══ TEXTAUSZUG
# H100 beide Lüfter auf volllast



## capkin (9. September 2012)

*H100 beide Lüfter auf volllast*

Ich habe mir ein PC bauen lassen und mit dem auch glücklich bis die Lüfter Geräusche. Mein Board ist Asus P9X79 pro und alles richtig angeshlossen, also von der Pumpe geht auf Netzteil, ein kabelige Stecker geht auf Asus Board auf CPU FAN, und 2 Corsair SP120 direkt an die Pumpe angesclossen. Im Bios zeigte mir CPU Lüftergeschwindigkeit 2000 Rpm, aber wenn ich direkt den Knopf auf Pumpe klicke, egal Stufe 1, 2 oder 3 die Lüfter drehen volllast und alle Stecker sind richtig gesteckt, ich habe alle 4 Anschlüsse Probiert. Woran kann es liegen? Ist mein H100 defekt? Hat jemand Idee?


----------



## DJTuning (9. September 2012)

*AW: H100 beide Lüfter auf volllast*

Hast im BIOS/UEFI die PWM-Regulierung aktiviert?


----------



## capkin (9. September 2012)

Ja es ist aktiv und wie gesagt wenn man manuell auf Knopf direkt von Pumpe drückt ändert sich von Drehzahl auch nichts. Das sollte was ändern egal was im BIOS eingestellt oder nicht?
════
══ BEREITGESTELLTE DATEN
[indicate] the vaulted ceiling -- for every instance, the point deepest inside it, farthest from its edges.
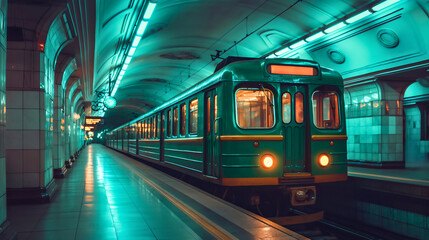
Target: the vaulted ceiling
(182, 35)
════
GESTELLTE AUFGABE
Führe den Forenthread zu den H100-Lüftern im Anschluss an den letzten Satz fort. Die Daten haben mit dem Forenthread zu den H100-Lüftern nichts zu tun.

DIE ANTWORT
Und die Kabel welche mit H100 kommt, passt nicht auf Pwm Pin sondern Fan In. Ich glaube damit Pumpe immer mit gleichem Zahl sich dreht, Lüfter sind von Pumpe selbst geregelt oder sollten geregelt werden.


----------



## Shizophrenic (9. September 2012)

*AW: H100 beide Lüfter auf volllast*

http://extreme.pcgameshardware.de/w...hlungen-corsair-h-0-antec-h20-coolit-eco.html


----------



## capkin (9. September 2012)

*AW: H100 beide Lüfter auf volllast*

ich veruch mal über 100 Seiten was zu finden, aber wenn jemand schnelle Antwort für mich hat, bin ich auch dankbar dafür


----------



## Shizophrenic (9. September 2012)

*AW: H100 beide Lüfter auf volllast*

das soll heißen das deine frage dahin gehört, Kompaktwakü´s haben im normalen wakü forum nichts verloren.

[Sammelthread & FAQ] Kompaktkühlungen. (Corsair H?0, Antec H20, CoolIT Eco,...)


@ Mod bitte closen.


----------



## capkin (9. September 2012)

*AW: H100 beide Lüfter auf volllast*

okey schreibe mal da rein, trotzdem Danke für Hinweis


----------



## steinschock (9. September 2012)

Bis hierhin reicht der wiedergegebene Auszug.